### WHAT YOU NEED TO DO
Give back the part of the account of quitting opium that starts with "When I could" and goes on through "break its spine.", copied word for word.

### SUPPLIED TEXT
At some point I lay down on my bed and fell into a fitful sleep. I woke up just before dawn on November 1—All Saints Day—with a loud buzzing in my ears and a dull headache. My immediate thoughts were recollections of nightmares: vague scenes based on long-buried memories of celebrating Todos Los Santos as a young man in Manila; images of crowds among concrete crypts in candlelit cemeteries. Those real-life events had been joyous occasions, but my dreamed version was suffused with loss and a bitter longing.

That first night without the pipe was a taste of what I was to lose: Never again would sleep be so delicious; never again would dreams be so real. The scene in the cemetery felt as though the dreams themselves were aware of their imminent demise, that without opium my dreamed events would never again enjoy as much importance as my predictable waking life. That overlap—the blurring of lines between sleep and wakefulness that I experienced with daily opium use—would soon cease to exist. I couldn’t help but feel I was giving up half my life.

Those first waking thoughts set the tone for the morning of that second day. Feelings of impending loss kept resurfacing, and all thoughts led to opium. I tried to watch movies on my laptop, but they served only to anger me. Who were these people and what did they know about life? My principal feeling toward nonsmokers was scorn. Opium arrogance kept me engaged, but just barely. I stared at the performances meant to evoke emotions such as love and loneliness but I could not relate. Watching people interact was like being forced to watch a mime—I felt as though I lacked the patience to understand the message. I had lost interest in the activities of everyone but a couple of opium-smoking friends. The rest of humanity I could ignore in the same way that one tunes out the speakers of a foreign language.

When I could no longer look at the images on my computer screen I tried to read, but this was equally difficult for my opium-starved brain. I found uniquely silly the articles in the many back issues of The New Yorker that littered my apartment. Focusing on unread pieces was impossible, and when I tried to reread articles that I’d enjoyed in the past, they now seemed insultingly dull. I could read no more than a paragraph or two before launching the magazine at the wall like a fluttering missile. If only The New Yorker were heavier, I thought to myself, I could break its spine.

As the day wore on these feelings of anger and alienation were usurped by a riotous fever. Around me the tropical city sweltered while I wrapped myself in blankets and shivered with exaggerated spasms that might have looked comical had anyone been there to witness them. Time seemed suspended, and I had unplugged the clock so I wouldn’t be tempted to look and gauge time’s progress. I do not know how long I shuddered with cold before a rising heat replaced it, drenching me with sweat and compelling me to throw the blankets to the floor. After some time had passed I frantically gathered them up again to shield myself against a bracing cold that was all in my mind. My skin was studded with pebbly goose bumps—the inspiration behind the term “cold turkey.” Despite the chill, blankets felt loathsome against my body, and when I was broiling with fever even the breeze from the electric fan made my skin crawl. I seemed to have lost the ability to enjoy even the slightest bit of comfort.

Several times that night I was visited by these brutal seasons, and then sometime before dawn I actually prayed—doubled up like some slave waiting to be fetched a cruel kick. I had never before in my life felt desperate enough to pray, but that night I did so with a fluency and sincerity that surprised me.

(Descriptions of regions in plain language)
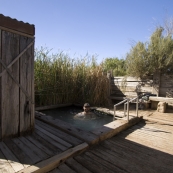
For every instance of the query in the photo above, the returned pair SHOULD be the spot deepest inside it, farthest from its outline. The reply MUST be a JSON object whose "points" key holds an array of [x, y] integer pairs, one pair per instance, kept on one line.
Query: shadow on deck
{"points": [[55, 142]]}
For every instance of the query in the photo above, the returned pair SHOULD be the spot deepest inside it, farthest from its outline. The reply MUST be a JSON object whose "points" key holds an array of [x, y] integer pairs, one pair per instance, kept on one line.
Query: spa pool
{"points": [[67, 113]]}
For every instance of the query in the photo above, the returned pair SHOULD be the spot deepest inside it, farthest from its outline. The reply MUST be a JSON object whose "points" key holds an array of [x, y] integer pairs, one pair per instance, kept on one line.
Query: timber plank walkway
{"points": [[17, 154], [144, 148]]}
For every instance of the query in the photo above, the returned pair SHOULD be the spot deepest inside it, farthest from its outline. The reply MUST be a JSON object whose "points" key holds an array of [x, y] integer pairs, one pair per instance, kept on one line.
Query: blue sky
{"points": [[106, 28]]}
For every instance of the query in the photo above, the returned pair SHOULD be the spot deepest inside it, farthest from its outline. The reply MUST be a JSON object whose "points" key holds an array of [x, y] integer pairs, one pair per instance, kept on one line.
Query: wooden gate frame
{"points": [[11, 75], [24, 116]]}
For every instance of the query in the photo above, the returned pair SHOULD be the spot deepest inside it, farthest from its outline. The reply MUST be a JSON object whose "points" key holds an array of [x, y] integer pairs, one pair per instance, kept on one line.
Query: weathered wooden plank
{"points": [[66, 127], [19, 153], [150, 143], [52, 106], [10, 91], [101, 161], [64, 168], [5, 167], [142, 159], [66, 137], [56, 170], [59, 146], [12, 160], [120, 161], [90, 165], [25, 81], [54, 161], [76, 166], [40, 153], [59, 140], [32, 155], [45, 143], [39, 145]]}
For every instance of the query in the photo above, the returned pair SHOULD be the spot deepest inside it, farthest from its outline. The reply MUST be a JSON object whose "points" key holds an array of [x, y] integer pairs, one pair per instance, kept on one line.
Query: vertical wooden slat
{"points": [[156, 83], [32, 89], [26, 82], [0, 87], [10, 91]]}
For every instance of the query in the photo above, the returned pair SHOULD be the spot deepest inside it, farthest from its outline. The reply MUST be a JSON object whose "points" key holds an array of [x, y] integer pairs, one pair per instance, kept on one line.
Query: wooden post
{"points": [[0, 86], [156, 83], [16, 77]]}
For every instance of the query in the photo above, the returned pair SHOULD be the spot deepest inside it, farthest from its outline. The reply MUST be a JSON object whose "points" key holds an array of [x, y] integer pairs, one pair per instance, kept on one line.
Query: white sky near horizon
{"points": [[105, 28]]}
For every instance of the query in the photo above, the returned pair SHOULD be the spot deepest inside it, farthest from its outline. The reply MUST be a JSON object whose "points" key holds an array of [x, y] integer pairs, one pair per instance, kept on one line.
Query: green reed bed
{"points": [[60, 79]]}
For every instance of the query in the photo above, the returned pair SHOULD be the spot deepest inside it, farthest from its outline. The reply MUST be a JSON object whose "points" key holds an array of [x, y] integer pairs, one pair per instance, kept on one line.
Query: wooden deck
{"points": [[53, 143], [145, 148], [17, 154]]}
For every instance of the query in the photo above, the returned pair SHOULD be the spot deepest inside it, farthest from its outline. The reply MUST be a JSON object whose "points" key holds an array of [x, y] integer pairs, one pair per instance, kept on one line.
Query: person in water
{"points": [[86, 114]]}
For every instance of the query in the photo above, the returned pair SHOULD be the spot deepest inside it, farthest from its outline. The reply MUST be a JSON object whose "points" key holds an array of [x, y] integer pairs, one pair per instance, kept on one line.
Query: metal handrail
{"points": [[126, 102], [137, 104], [118, 105]]}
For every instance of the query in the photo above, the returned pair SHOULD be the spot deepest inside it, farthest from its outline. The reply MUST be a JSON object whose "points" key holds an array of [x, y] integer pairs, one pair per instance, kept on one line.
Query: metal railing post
{"points": [[114, 112], [124, 109], [137, 105]]}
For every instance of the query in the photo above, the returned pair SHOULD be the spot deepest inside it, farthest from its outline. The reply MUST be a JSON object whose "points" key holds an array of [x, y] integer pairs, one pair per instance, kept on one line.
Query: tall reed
{"points": [[60, 79]]}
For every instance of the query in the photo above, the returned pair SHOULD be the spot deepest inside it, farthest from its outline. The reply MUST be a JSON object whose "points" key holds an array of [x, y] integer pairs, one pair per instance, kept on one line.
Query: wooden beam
{"points": [[53, 162]]}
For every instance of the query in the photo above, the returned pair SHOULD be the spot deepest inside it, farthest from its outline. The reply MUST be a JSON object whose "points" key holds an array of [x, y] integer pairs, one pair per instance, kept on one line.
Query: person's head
{"points": [[86, 107]]}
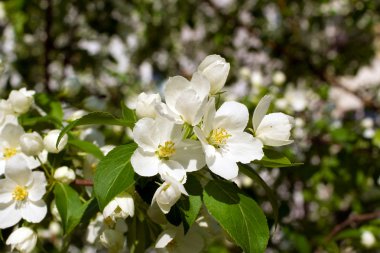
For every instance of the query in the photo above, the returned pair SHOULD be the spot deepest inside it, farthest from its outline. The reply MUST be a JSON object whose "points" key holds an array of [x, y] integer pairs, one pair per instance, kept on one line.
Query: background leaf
{"points": [[69, 206], [238, 214], [114, 174]]}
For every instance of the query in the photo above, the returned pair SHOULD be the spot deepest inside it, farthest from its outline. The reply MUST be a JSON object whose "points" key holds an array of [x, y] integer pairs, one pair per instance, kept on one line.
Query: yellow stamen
{"points": [[9, 152], [218, 137], [19, 193], [166, 150]]}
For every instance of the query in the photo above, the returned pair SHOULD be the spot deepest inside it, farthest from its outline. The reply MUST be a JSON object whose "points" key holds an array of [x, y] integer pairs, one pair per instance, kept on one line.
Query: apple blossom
{"points": [[168, 193], [23, 239], [21, 193], [64, 174], [272, 129], [50, 141], [224, 141], [31, 144], [21, 100], [215, 69], [185, 100], [122, 206], [162, 150]]}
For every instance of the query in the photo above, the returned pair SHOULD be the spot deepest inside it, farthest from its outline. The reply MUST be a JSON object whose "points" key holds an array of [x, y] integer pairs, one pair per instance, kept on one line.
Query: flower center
{"points": [[166, 150], [9, 152], [218, 137], [19, 193]]}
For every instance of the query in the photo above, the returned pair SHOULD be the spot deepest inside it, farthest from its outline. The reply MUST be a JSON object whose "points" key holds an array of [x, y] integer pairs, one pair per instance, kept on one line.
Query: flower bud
{"points": [[23, 239], [145, 105], [122, 206], [367, 239], [64, 175], [31, 144], [21, 100], [50, 141], [215, 69], [113, 240]]}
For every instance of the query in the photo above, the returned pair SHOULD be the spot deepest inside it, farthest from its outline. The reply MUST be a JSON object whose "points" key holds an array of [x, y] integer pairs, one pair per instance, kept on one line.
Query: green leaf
{"points": [[250, 172], [238, 214], [128, 114], [69, 206], [87, 147], [275, 159], [101, 118], [191, 205], [114, 174]]}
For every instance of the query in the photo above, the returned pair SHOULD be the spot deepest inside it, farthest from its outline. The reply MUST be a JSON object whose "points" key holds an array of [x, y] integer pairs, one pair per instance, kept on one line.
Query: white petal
{"points": [[223, 166], [173, 169], [190, 155], [242, 147], [18, 171], [173, 89], [260, 111], [38, 188], [33, 211], [232, 116], [110, 208], [6, 190], [164, 111], [9, 216], [201, 84], [167, 130], [144, 135], [165, 238], [145, 163]]}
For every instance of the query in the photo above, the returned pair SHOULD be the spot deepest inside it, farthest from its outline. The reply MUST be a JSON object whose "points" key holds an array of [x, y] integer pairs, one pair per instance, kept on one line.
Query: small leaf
{"points": [[87, 147], [69, 206], [238, 214], [114, 174], [101, 118], [275, 159], [250, 172]]}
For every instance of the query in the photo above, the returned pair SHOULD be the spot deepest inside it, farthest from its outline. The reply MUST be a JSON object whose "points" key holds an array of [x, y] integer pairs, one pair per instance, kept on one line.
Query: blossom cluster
{"points": [[189, 131]]}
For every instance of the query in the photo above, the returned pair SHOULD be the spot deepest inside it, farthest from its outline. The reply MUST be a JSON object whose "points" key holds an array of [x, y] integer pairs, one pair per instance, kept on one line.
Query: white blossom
{"points": [[185, 100], [224, 141], [21, 193], [272, 129], [23, 239], [64, 174], [122, 206], [215, 69], [31, 144], [162, 150], [50, 141]]}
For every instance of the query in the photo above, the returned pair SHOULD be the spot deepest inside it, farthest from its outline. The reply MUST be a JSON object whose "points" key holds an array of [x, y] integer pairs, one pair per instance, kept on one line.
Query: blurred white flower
{"points": [[367, 239], [64, 174], [23, 239], [224, 141], [21, 100], [113, 240], [185, 100], [162, 150], [215, 69], [50, 141], [21, 194], [272, 129], [10, 147], [168, 193], [31, 144], [146, 105], [122, 206]]}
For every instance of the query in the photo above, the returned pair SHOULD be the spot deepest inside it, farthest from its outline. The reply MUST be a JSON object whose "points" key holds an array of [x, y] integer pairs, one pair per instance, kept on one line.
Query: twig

### FINISHED TASK
When I could no longer look at the images on my computer screen I tried to read, but this was equally difficult for my opium-starved brain. I found uniquely silly the articles in the many back issues of The New Yorker that littered my apartment. Focusing on unread pieces was impossible, and when I tried to reread articles that I’d enjoyed in the past, they now seemed insultingly dull. I could read no more than a paragraph or two before launching the magazine at the wall like a fluttering missile. If only The New Yorker were heavier, I thought to myself, I could break its spine.